Task description
Repeat the entire listing below exactly.

*** Block opens ***

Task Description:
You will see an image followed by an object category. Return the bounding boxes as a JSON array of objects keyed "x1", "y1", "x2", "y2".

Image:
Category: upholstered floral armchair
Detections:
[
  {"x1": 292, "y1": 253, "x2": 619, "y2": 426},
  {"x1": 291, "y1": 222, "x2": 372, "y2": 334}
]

*** Block closes ***

Result below
Task Description:
You will see an image followed by an object category. Return the bounding boxes as a JSON array of objects keyed "x1", "y1", "x2", "y2".

Image:
Category: upholstered floral armchair
Detections:
[
  {"x1": 292, "y1": 253, "x2": 619, "y2": 426},
  {"x1": 291, "y1": 222, "x2": 372, "y2": 334}
]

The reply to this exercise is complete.